Exercise requirements =>
Reproduce each of the records below word for word, leaving out the pictures.

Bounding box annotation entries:
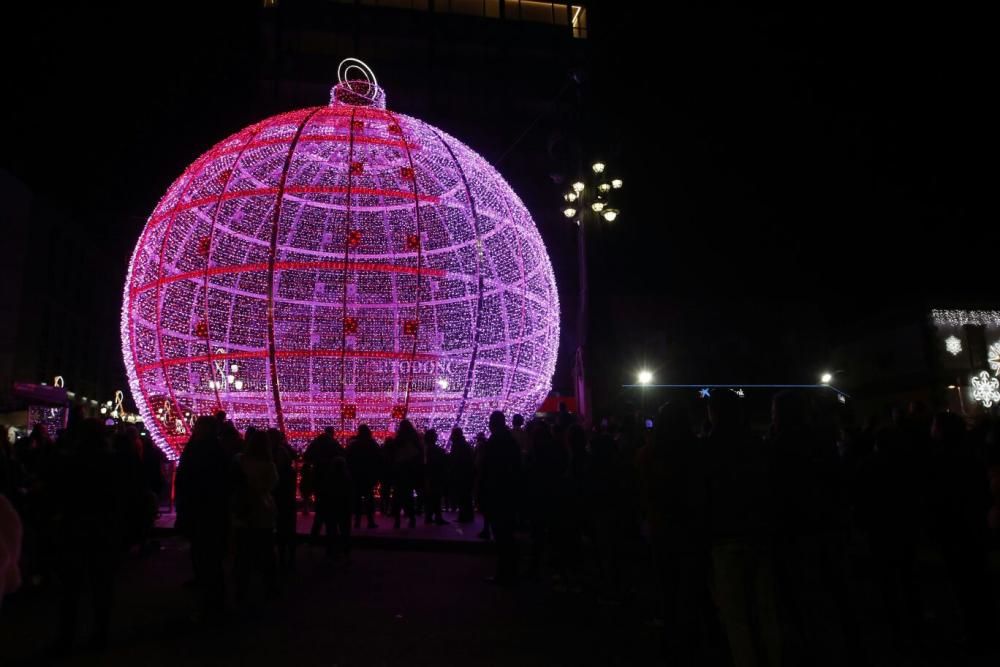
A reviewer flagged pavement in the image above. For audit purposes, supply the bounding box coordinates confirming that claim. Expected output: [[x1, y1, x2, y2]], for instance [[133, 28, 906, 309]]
[[0, 517, 1000, 667], [155, 512, 492, 554]]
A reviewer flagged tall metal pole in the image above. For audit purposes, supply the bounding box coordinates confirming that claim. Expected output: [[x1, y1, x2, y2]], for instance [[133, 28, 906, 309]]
[[573, 205, 590, 421]]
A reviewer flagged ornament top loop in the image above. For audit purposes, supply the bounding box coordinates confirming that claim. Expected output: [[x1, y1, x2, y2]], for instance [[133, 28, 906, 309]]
[[330, 58, 385, 109]]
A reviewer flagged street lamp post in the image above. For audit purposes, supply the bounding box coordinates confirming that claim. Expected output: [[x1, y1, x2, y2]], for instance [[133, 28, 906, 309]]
[[563, 161, 622, 419]]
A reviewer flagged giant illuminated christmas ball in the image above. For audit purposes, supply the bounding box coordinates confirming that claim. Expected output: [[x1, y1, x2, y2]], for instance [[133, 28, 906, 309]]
[[121, 66, 559, 458]]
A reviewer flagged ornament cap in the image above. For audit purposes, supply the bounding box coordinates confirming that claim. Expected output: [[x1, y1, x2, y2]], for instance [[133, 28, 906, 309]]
[[330, 58, 385, 109]]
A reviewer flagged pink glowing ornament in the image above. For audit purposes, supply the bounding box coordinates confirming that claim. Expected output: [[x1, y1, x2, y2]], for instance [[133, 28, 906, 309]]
[[121, 60, 559, 458]]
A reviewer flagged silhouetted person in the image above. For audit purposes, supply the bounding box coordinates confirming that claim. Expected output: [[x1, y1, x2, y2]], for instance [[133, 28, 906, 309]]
[[216, 422, 242, 458], [0, 492, 24, 608], [927, 412, 995, 651], [704, 389, 781, 667], [852, 426, 922, 647], [392, 419, 422, 528], [49, 419, 127, 651], [448, 426, 476, 523], [525, 422, 569, 576], [142, 436, 168, 511], [267, 428, 297, 570], [424, 428, 448, 526], [770, 391, 861, 665], [175, 416, 232, 616], [301, 427, 344, 541], [316, 456, 355, 561], [347, 424, 382, 528], [233, 431, 278, 604], [584, 433, 624, 601], [510, 415, 531, 460], [473, 431, 491, 540], [552, 423, 588, 592], [479, 410, 521, 585], [638, 403, 708, 664]]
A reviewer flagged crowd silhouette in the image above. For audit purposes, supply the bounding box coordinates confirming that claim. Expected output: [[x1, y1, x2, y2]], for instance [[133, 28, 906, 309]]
[[0, 390, 1000, 667]]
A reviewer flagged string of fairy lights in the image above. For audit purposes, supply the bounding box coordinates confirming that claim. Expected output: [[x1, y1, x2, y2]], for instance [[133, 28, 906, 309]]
[[931, 309, 1000, 409]]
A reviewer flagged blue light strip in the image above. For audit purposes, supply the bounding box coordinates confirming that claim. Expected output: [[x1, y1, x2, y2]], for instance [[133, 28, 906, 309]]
[[622, 384, 851, 398]]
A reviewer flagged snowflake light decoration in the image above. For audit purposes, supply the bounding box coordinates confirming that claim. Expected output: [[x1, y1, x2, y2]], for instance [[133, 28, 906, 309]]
[[986, 340, 1000, 375], [944, 336, 962, 357], [972, 371, 1000, 408], [121, 61, 559, 459]]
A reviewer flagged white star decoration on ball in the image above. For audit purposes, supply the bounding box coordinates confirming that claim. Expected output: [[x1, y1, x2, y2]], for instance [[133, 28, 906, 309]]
[[987, 340, 1000, 375], [944, 336, 962, 357], [972, 371, 1000, 408]]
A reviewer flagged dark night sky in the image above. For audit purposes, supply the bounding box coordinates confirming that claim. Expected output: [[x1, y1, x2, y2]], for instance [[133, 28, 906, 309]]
[[0, 3, 998, 412]]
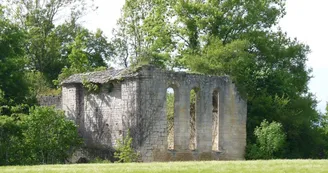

Solution for this task =>
A reviewer flagged pavement in the image above. For audit purposes, supply the bounding box coordinates confirming that claim. Expected output: [[x1, y1, x2, y2]], for instance [[133, 28, 906, 309]]
[[0, 517, 1000, 667], [155, 512, 492, 554]]
A reviewer flagged tall metal pole in the image above. For audit purposes, supply the bounding box coordinates confirming that claim. Expected output: [[x1, y1, x2, y2]], for instance [[133, 28, 906, 309]]
[[573, 205, 590, 421]]
A reviewer flagged ornament top loop in the image above. For audit purposes, supply the bounding box coordinates confirming that claim. Expected output: [[x1, y1, x2, y2]], for instance [[133, 28, 906, 309]]
[[330, 58, 385, 109]]
A reviewer flagged street lamp post in the image above. For audit purposes, supply the bounding box coordinates confirming that claim. Expected output: [[x1, y1, x2, y2]], for instance [[133, 28, 906, 309]]
[[563, 161, 622, 419]]
A reviewer flagged giant illuminated christmas ball in the image above. For audit purposes, supply the bounding box coordinates confirming that claim. Expected output: [[x1, y1, x2, y2]], for instance [[133, 28, 906, 309]]
[[121, 66, 559, 458]]
A reviewer flagged ornament cap in the image above. For audit purposes, supply the bounding box coordinates confirming that claim. Expected output: [[x1, y1, x2, y2]], for instance [[133, 28, 906, 309]]
[[330, 58, 385, 109]]
A reviewer flagged pink glowing ornament in the image above. For audit purposes, supply the bounding box coordinates confirming that claim. Expected output: [[x1, y1, x2, y2]], for instance [[133, 28, 906, 309]]
[[121, 60, 559, 458]]
A reviewer flagged silhouetted person in the image above. For audit purposes, supply the bounding box coordinates confirming that claim. Expected output: [[x1, y1, x2, y2]], for instance [[133, 28, 906, 309]]
[[216, 422, 242, 458], [0, 492, 24, 608], [927, 412, 995, 651], [704, 389, 781, 667], [852, 426, 922, 647], [392, 419, 422, 528], [49, 419, 127, 651], [448, 426, 476, 523], [525, 422, 569, 576], [142, 436, 168, 511], [267, 428, 297, 570], [424, 428, 448, 526], [770, 391, 861, 665], [175, 416, 232, 616], [301, 427, 344, 541], [316, 456, 355, 561], [347, 424, 382, 528], [233, 431, 278, 604], [584, 433, 624, 601], [510, 415, 531, 460], [473, 431, 491, 540], [552, 423, 588, 592], [479, 410, 521, 585], [638, 403, 708, 664]]
A reviewer flagged crowd silhouette in the image above. For audit purposes, supply the bounding box coordinates confirming that claim. Expected output: [[x1, y1, x2, y2]], for instance [[133, 28, 906, 309]]
[[0, 390, 1000, 667]]
A reviewer flagged string of fairy lights in the image above. For audit purposes, supply the bounding box coordinates confirming that claim. Expected output: [[x1, y1, x2, y2]], for instance [[133, 28, 906, 309]]
[[931, 309, 1000, 409]]
A reviewer flagged blue light strip in the image above. For audit purposes, supply the bounding box coordinates confirming that claim. Expected output: [[x1, y1, x2, y2]], for instance [[133, 28, 906, 309]]
[[622, 384, 851, 398]]
A reviewer flagged snowflake light decoration in the image above. For audit purposes, supply the bounding box coordinates confirming that claim. Expected output: [[x1, y1, x2, y2]], for instance [[133, 28, 906, 309]]
[[986, 340, 1000, 375], [944, 336, 962, 357], [972, 371, 1000, 408], [121, 61, 559, 459]]
A reviewer flagged white star decoration on ball in the image above. For audit purposes, supply the bounding box coordinates confirming that claim. Expected output: [[x1, y1, x2, y2]], for instance [[133, 28, 906, 309]]
[[987, 340, 1000, 375], [944, 336, 962, 357], [972, 371, 1000, 408]]
A reviewer flagged dark night sky in the image above. For audit purposes, supply the bounding box coordinates confirming that claim. Expected output: [[x1, y1, x2, y2]], for instance [[133, 28, 906, 309]]
[[0, 3, 998, 412]]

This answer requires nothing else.